Vorliegender Text:
──────────
Das Dessau-Wörlitzer Gartenreich - die Aufklärung in Gartenkunst umgesetzt

Gut hundert Kilometer südwestlich der deutschen Hauptstadt Berlin breitet sich im Umfeld der Elbe eine Garten- und Parklandschaft aus, die auf dem europäischen Kontinent ihresgleichen sucht – das Dessau-Wörlitzer Gartenreich.

Seine Entstehung verdankt dieses Reich der Gartenkunst einem lokalen Fürsten aus dem Zeitalter der Aufklärung, Leopold III. Friedrich Franz von Anhalt-Dessau.

Das Gartenreich gehört heute zum UNESCO-Welterbe und ist Teil des Biosphärenreservats Mittelelbe. Es bildet damit nicht nur ein von Menschenhand geschaffenes Kunstwerk, sondern fügt sich auch harmonisch in die Natur und die Flusslandschaft der Elbe ein.

Ein Fürstentum wird zum Gartenreich

Fürst Leopold III. Friedrich Franz war einer der ungewöhnlichsten Herrscher seiner Zeit. Sein kleines Fürstentum Anhalt-Dessau bildete einen der zahllosen deutschen Kleinstaaten, die die Endzeit des Heiligen Römischen Reiches im 18. Jahrhundert prägten. 1758 bestieg er den Thron dieses Winzlings-Fürstentums, das er bis 1817 regieren sollte. Seine Regierungszeit fällt damit mitten in die Hochphase der Aufklärung, die französische Revolution und die napoleonische Ära. Um überregionale politische Bedeutung zu erlangen, fehlten dem Fürsten die Voraussetzungen. Sein „Reich“ war schlicht zu klein. Dafür setzte er viel Energie in dessen innere Entwicklung. Anhalt-Dessau sollte unter seiner Regentschaft zu einem der modernsten Staatswesen seiner Zeit werden.
──────────
Bereitgestellte Daten:
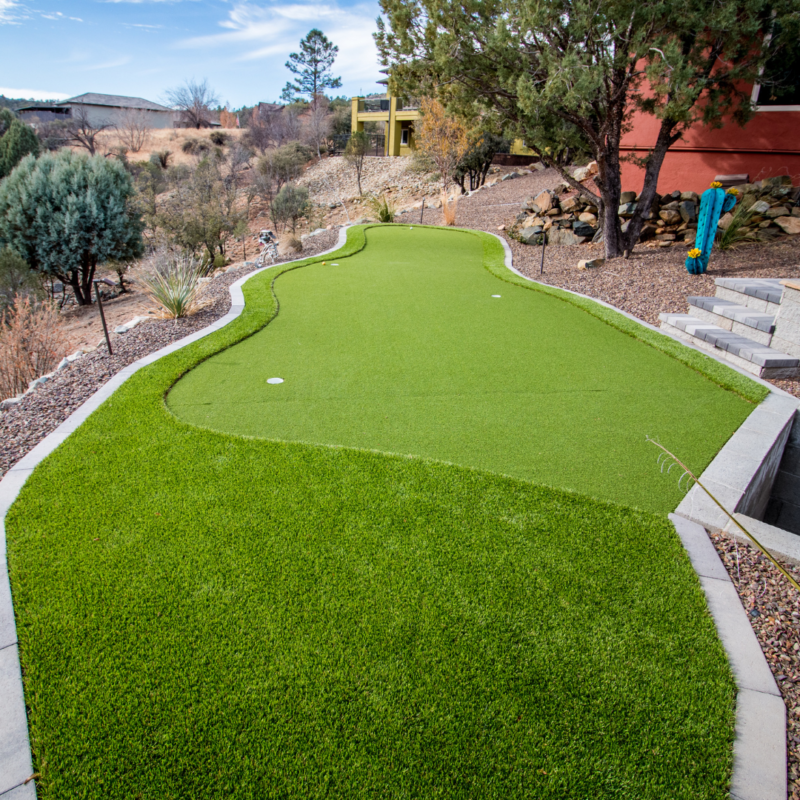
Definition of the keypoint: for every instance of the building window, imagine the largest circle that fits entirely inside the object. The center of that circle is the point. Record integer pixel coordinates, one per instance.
──────────
Aufgaben:
1 – In welchem Jahr bestieg Fürst Leopold III. Friedrich Franz laut dem vorliegenden Text den Thron?
2 – Bitte gib den vorliegenden Text von "Seine Entstehung verdankt" bis hinunter zu "Franz von Anhalt-Dessau." noch einmal wieder und tausche dabei "lokalen Fürsten" gegen "regionalen Fürsten" aus.

Antworten je Aufgabe:
1 – 1758

2 –
Seine Entstehung verdankt dieses Reich der Gartenkunst einem regionalen Fürsten aus dem Zeitalter der Aufklärung, Leopold III. Friedrich Franz von Anhalt-Dessau.